PAGE EXTRACT>
_ _ _ _ _

London, Riyadh Daily, 04 January 2018 – The London-based The Times newspaper has called on the  Europeans to reconsider their policy towards Iran.

The paper, commenting on the current protests in Iran, said ” So far Tehran has played the European signatories of the nuclear deal off against Trump. Now we have to sit down with the Trump team and agree on common aims”.

The paper added” is it in the joint western interest that Iran becomes the military leader of the region? How can additional sanctions help? How do we reach ordinary Iranians and convince them that their government’s subversion abroad is damaging their standing in the world? That their economy is being usurped by the rapacious Revolutionary Guard? For Iranians there is a clear choice to be made, between guns and butter. We should nudge them towards the right future”.

The uprising of rich and poor Iranians is a golden opportunity to halt Tehran’s reign of terror, the paper said.

 

The paper said the latest protests show the West was wrong in 2015 to gamble on Rouhani’s survival and his plan to modernize Iran.

 

The paper said the latest protests show the West was wrong in 2015 to gamble on Rouhani’s survival and his plan to modernize Iran. The calculation was that curbing Iran’s nuclear programme would make the region more secure, would allow sanctions on Tehran to be lifted and fund a Rouhani-led liberalization that would make the regime’s future use of nuclear weapons unthinkable. A prosperous Iran would stabilize the Middle East. Instead, funds have been ploughed into propping up the Assad regime in Syria, bankrolling the Lebanese-based Hezbollah militia and a policy of military adventurism. They have also ended up in the pockets of the Revolutionary Guard.

_ _ _ _ _

RECORDS SUPPLIED>
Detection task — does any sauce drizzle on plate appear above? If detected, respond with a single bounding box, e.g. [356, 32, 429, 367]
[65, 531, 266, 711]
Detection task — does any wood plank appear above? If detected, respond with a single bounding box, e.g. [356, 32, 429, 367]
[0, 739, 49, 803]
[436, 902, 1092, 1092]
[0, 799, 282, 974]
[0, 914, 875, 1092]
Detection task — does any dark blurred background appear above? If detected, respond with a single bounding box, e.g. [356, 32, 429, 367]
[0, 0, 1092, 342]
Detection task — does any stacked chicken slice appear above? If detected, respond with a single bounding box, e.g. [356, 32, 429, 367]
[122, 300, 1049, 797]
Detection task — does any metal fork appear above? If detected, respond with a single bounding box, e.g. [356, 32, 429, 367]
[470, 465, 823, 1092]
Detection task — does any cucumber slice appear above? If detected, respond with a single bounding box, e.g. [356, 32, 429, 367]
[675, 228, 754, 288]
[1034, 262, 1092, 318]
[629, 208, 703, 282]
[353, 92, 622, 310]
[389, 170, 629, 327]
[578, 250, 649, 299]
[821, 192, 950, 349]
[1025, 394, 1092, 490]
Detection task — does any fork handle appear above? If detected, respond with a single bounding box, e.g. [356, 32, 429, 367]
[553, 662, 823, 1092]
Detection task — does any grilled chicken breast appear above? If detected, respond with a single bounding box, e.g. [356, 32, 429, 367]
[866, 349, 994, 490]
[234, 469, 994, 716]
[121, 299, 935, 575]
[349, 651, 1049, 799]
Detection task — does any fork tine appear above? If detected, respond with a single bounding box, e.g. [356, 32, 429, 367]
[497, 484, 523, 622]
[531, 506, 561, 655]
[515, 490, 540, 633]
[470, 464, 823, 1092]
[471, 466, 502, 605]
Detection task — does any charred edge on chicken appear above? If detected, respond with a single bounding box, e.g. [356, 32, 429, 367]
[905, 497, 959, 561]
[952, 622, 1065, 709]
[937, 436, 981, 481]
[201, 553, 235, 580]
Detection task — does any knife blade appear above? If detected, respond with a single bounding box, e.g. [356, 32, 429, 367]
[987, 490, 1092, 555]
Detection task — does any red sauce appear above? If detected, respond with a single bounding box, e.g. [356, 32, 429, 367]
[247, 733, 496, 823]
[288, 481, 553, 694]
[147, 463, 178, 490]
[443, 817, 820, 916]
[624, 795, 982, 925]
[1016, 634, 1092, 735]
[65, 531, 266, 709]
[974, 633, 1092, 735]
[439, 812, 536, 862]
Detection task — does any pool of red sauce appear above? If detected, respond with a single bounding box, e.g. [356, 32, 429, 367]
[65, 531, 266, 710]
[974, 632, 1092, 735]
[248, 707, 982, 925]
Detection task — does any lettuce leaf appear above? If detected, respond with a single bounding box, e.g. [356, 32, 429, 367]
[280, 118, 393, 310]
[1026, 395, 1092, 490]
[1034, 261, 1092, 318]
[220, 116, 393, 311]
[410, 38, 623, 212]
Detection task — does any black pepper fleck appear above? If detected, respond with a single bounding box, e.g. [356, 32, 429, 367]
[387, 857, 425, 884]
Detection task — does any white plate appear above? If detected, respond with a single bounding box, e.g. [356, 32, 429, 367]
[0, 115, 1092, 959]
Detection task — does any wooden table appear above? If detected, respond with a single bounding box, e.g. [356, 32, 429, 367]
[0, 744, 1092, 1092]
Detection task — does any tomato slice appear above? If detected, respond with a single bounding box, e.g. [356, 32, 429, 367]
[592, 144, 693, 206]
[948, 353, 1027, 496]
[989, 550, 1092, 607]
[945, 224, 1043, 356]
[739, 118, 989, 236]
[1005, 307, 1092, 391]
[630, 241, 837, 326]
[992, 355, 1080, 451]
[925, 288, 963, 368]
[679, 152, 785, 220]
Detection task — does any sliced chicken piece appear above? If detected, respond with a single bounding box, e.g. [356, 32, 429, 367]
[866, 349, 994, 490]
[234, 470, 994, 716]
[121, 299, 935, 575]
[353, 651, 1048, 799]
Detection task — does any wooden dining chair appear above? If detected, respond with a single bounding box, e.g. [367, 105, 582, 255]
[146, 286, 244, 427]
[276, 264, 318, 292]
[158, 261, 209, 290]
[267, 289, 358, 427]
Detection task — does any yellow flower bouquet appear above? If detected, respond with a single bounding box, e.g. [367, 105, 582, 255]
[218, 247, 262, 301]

_ _ _ _ _

WHAT YOU WILL DO>
A: Copy the stretch of the article on Iran from "The paper, commenting" through "the paper said." word for word.
B: Please pick up the article on Iran after its final sentence and carry it further.

TASK RESULTS>
A:
The paper, commenting on the current protests in Iran, said ” So far Tehran has played the European signatories of the nuclear deal off against Trump. Now we have to sit down with the Trump team and agree on common aims”.

The paper added” is it in the joint western interest that Iran becomes the military leader of the region? How can additional sanctions help? How do we reach ordinary Iranians and convince them that their government’s subversion abroad is damaging their standing in the world? That their economy is being usurped by the rapacious Revolutionary Guard? For Iranians there is a clear choice to be made, between guns and butter. We should nudge them towards the right future”.

The uprising of rich and poor Iranians is a golden opportunity to halt Tehran’s reign of terror, the paper said.

B:
For Donald Trump, the uprising is proof that the deal was flawed. For European governments, the priority is to secure the survival of Rouhani, who they regard as a moderating influence on the ayatollahs, and the curbs on Iran’s nuclear programme, which are still regarded as a diplomatic triumph. They have heavily invested in Rouhani, the paper noted.

Not so the Iranians on the streets. Unemployment is at 12.5 per cent and youth unemployment is twice that. Rouhani’s budget last month promised to spend $4.8 billion on creating new jobs. He plans to pay for it, however, by cutting fuel and food subsidies and imposing a levy on those who travel abroad. That has given every segment of society a grievance: to factory workers who see real wages falling fast while managers enrich themselves, to city-dwellers who have seen the price of eggs from the countryside soar by 40 per cent in the past few weeks, to the middle class who scrimp to be able to afford a foreign holiday.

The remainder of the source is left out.